FRAGMENT DOKUMENTU.
________________

Proroctwo o śnieżnym kraju

Przygotowania do otwarcia nowego meczetu w Warszawie zbiegają się w czasie ze zmianami wśród polskich muzułmanów. Do Tatarów i przybyszów z krajów arabskich dołącza trzecia grupa: konwertyci.

03.11.2014

Czyta się kilka minut

Nowy meczet i siedziba Ligi Muzułmańskiej RP w Warszawie, sierpień 2014 r. / Fot. Krystyna Błatkiewicz / REPORTER
Nowy meczet i siedziba Ligi Muzułmańskiej RP w Warszawie, sierpień 2014 r. / Fot. Krystyna Błatkiewicz / REPORTER

Ulotki w meczecie na warszawskiej Sadybie pamiętają jeszcze czasy PRL. Wydrukowano je w Berlinie, za pieniądze organizacji muzułmańskiej młodzieży, w nakładzie po 20 tys. sztuk i w ośmiu seriach tematycznych. Między innymi: „Rzut oka na islam”, „Życie po śmierci”, „Co mówią o Mahomecie”.

Wydrukowano ich – teraz już to wiemy – o wiele za dużo. Kiedy w 1993 r. adaptowano na potrzeby modlitewne dużą willę przy ul. Wiertniczej, życie religijne w Polsce dopiero się odradzało. Profesor Selim Chazbijewicz, pisarz i działacz tatarski, utrzymuje, że w czasie komunizmu na islam przeszło nie więcej niż czterech Polaków. Potem muzułmanów przybyło, lecz byli to głównie studenci z krajów arabskich.

Zmiana nadchodzi teraz. W skali mikro symbolizują ją ostatnie wydarzenia na Sadybie. Od lat organizowano tu wykłady dostępne dla wszystkich. Wiosną ktoś się poskarżył: jedna z dziewczyn jest nieodpowiednio ubrana. Odtąd kobiety mają zakaz uczestnictwa w zajęciach. Latem ktoś inny miał pretensje, że w czasie modlitw zobaczył wystające spod chusty włosy. Odtąd nie mogą się modlić w głównej sali meczetu.

Zmiany w skali makro dowodzą statystyki: do ok. 3 tys. Tatarów – którzy od początku XVI w. aż do lat 80. XX w. byli w naszym kraju niemal jedynymi wyznawcami islamu – oraz ok. 10 tys. muzułmanów-imigrantów dołącza właśnie trzecia grupa: konwertyci. Jest ich kilkuset. Wśród nich – kilkunastoosobowa grupka zwolenników surowej interpretacji Koranu. To, jakie oblicze przyjmie w wyniku tych zmian polski islam, pozostaje niewiadomą nawet dla wielu muzułmanów.

________________

WIERSZE DANYCH.
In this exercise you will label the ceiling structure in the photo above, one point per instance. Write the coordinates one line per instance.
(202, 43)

________________

POLECENIA.
A) Wypisz dokładnie fragment tekstu o polskich muzułmanach od słów „Przygotowania do otwarcia” aż do słów „dołącza trzecia grupa: konwertyci.” włącznie.
B) Odpowiedz krótko na pytania do tekstu o polskich muzułmanach:
(i) W jakim mieście wydrukowano ulotki z meczetu na Sadybie?
(ii) W którym roku willę przy ul. Wiertniczej adaptowano na potrzeby modlitewne?
(iii) Ilu Tatarów żyje w Polsce według tekstu?

WYNIKI ZADAŃ.
A)
Przygotowania do otwarcia nowego meczetu w Warszawie zbiegają się w czasie ze zmianami wśród polskich muzułmanów. Do Tatarów i przybyszów z krajów arabskich dołącza trzecia grupa: konwertyci.

B)
(i) W Berlinie.
(ii) W 1993 r.
(iii) Około 3 tys.